## Do this
Rewrite every one of the records below with "labeling task" in place of each "annotation job", leaving everything else the same.

[Rows of box annotation data]

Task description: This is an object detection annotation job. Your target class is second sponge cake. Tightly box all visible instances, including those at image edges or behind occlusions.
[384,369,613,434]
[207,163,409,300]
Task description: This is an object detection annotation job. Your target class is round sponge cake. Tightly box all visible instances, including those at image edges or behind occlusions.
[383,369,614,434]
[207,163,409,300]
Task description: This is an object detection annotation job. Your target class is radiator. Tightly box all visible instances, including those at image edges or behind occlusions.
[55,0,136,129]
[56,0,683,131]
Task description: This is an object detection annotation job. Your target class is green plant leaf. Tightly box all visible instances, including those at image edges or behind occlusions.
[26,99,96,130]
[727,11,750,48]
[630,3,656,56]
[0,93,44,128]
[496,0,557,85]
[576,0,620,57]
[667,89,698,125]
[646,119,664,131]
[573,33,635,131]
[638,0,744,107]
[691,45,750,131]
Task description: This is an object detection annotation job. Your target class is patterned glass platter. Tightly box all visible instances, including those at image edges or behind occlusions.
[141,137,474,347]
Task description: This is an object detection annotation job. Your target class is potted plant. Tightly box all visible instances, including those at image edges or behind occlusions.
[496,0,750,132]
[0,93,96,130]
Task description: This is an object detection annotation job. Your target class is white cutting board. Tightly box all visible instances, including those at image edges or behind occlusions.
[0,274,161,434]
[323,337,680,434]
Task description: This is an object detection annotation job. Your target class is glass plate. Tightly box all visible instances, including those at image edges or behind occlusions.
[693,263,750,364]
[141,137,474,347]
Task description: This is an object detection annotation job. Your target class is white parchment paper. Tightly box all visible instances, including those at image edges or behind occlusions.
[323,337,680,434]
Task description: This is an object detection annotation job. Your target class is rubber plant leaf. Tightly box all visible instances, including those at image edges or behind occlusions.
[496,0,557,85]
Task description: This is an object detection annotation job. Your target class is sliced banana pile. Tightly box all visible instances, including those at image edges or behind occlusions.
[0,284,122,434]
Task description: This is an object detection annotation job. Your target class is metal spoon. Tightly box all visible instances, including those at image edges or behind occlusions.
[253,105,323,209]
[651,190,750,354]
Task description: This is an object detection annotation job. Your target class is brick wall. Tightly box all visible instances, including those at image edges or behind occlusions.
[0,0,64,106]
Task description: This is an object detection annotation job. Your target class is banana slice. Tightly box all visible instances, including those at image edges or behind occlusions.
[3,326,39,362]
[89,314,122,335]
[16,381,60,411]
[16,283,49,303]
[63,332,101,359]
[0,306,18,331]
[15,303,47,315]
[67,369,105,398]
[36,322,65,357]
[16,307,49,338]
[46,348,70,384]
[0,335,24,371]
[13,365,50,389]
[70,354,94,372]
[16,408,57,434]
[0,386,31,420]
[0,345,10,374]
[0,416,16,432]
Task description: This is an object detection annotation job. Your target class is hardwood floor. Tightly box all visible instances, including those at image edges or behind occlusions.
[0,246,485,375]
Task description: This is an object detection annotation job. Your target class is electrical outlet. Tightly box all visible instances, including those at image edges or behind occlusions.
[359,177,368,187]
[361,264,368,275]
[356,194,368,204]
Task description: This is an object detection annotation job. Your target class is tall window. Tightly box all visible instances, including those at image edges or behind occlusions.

## Complete response
Task description: This is an object detection labeling task. Your target class is second sponge cake. Tightly box all visible instances, including those at image edges or behind occlusions.
[384,369,613,434]
[207,163,409,300]
Task description: This is an object detection labeling task. Your target class is round sponge cake. Tightly box all visible instances, including those at image edges or behind occlusions.
[383,369,614,434]
[207,163,409,300]
Task description: This is an object detection labeling task. Your target class is radiator. Tightly box all visible instances, including those at image edges or behind occlusions.
[55,0,136,129]
[56,0,683,131]
Task description: This is an object detection labeling task. Your target class is green plant leaf. Tightly box all visible instances, including those at image edges or behind occlusions.
[26,99,96,130]
[727,11,750,48]
[630,3,656,56]
[0,93,44,128]
[496,0,557,85]
[576,0,620,57]
[667,89,698,125]
[646,119,664,131]
[573,33,635,131]
[638,0,744,107]
[691,45,750,131]
Task description: This is an object detection labeling task. Your target class is patterned glass platter. Tightly box all visible instances, including those at image edges or behind occlusions.
[141,137,474,347]
Task description: This is an object detection labeling task. Your target class is potted plant. Tightly box all visible instances, including those at image edges or behind occlusions.
[496,0,750,132]
[0,93,96,130]
Task description: This is an object detection labeling task. Your target class is white cutting board. Tightly box all visible instances, including those at image edges or behind occlusions.
[0,274,161,434]
[323,337,680,434]
Task description: This is an object detection labeling task. Your target class is glass plate. Tightly box all visible instances, including those at image edges or behind occlusions.
[693,263,750,364]
[141,137,474,347]
Task description: This is an object detection labeling task. Your target class is white parchment paper. Tightly box all visible instances, including those at image edges or behind occlusions.
[323,337,680,434]
Task description: This is an object detection labeling task. Your target class is rubber plant leaf. Tightly box all visible instances, including those at image edges or behind occlusions.
[496,0,557,85]
Task description: This is an object detection labeling task. Your target class is sliced banana pile. Tightly box all visible instances, including those at image edges or behind occlusions.
[0,284,122,434]
Task description: This is an object detection labeling task. Your target class is metal spoon. Tightly box all visible instances, including those at image edges or behind occlusions.
[253,105,323,209]
[651,190,750,354]
Task description: This is an object detection labeling task. Your target class is brick wall. Tightly box all visible instances, including those at image edges or behind occlusions.
[0,0,64,106]
Task description: This is an object detection labeling task. Your target class is banana slice. Tightly box all visible instances, including those at image edges or behind occlusions.
[3,326,39,362]
[89,314,122,335]
[16,381,60,411]
[16,283,49,303]
[63,332,101,359]
[0,306,18,331]
[15,303,47,315]
[67,369,105,398]
[36,322,65,357]
[16,307,49,338]
[46,348,70,384]
[0,335,24,371]
[13,365,50,389]
[70,354,94,372]
[16,408,57,434]
[0,386,31,420]
[0,345,10,374]
[0,416,16,432]
Task description: This is an object detection labeling task. Your target class is hardwood floor. Tightly box all visible instances, including those at image edges or behind occlusions.
[0,246,485,375]
Task description: This is an object detection labeling task. Your target class is electrical outlet. Tightly box all visible instances, including those at image edges or behind occlusions.
[359,177,368,187]
[361,264,368,275]
[356,194,368,204]
Task description: This is an object detection labeling task. Your target class is tall window. Tightly box all visible instances, including those at image edges or behind occlusions.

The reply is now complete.